WHAT YOU NEED TO DO: Among the records that follow, find the line with "column 72, row 47" and the line with "Target: man standing with arms crossed". Set down those lines and all lines between them exactly, without adding anything.
╭─ TASK INPUTS
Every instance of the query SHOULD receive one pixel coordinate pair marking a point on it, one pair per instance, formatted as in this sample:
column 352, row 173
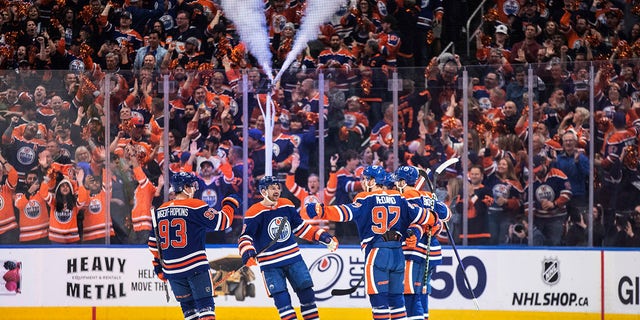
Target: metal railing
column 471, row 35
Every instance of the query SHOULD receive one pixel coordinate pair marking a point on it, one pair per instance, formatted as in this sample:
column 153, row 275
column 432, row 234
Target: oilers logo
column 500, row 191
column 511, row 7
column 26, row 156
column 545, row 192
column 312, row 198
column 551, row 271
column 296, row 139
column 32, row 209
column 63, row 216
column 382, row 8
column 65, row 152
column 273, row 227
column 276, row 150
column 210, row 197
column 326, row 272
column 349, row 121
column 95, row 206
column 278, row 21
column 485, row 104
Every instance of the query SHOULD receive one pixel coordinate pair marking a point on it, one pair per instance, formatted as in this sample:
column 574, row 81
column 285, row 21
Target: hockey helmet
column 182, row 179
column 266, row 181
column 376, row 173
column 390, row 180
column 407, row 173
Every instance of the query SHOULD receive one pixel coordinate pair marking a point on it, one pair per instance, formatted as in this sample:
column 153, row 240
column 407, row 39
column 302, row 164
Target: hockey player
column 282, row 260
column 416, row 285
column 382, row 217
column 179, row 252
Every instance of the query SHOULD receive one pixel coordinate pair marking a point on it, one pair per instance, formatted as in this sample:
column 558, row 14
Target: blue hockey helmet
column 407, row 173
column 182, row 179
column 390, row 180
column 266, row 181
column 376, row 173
╰─
╭─ TASK INPUTS
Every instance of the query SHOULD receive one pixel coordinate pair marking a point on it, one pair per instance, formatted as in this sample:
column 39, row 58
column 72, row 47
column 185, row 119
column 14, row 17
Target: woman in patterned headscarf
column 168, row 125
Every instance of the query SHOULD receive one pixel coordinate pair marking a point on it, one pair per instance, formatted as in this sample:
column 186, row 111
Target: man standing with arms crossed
╰─
╭─ TASK INPUTS
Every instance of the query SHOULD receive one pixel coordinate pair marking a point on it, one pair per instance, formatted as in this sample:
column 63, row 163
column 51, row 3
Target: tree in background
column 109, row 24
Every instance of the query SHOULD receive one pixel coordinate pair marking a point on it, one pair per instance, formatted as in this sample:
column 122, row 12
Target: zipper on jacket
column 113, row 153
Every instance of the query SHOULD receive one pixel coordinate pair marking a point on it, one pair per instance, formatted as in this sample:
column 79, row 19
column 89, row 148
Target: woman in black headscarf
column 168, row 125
╰─
REPLY TO THE EXERCISE:
column 72, row 47
column 185, row 119
column 14, row 17
Target: woman in patterned headscarf
column 168, row 125
Every instance of the query SHOULD receive one pixel coordinate pair marking a point on it, one pair per instance, formatted as in this sample:
column 186, row 111
Target: man standing with arms crossed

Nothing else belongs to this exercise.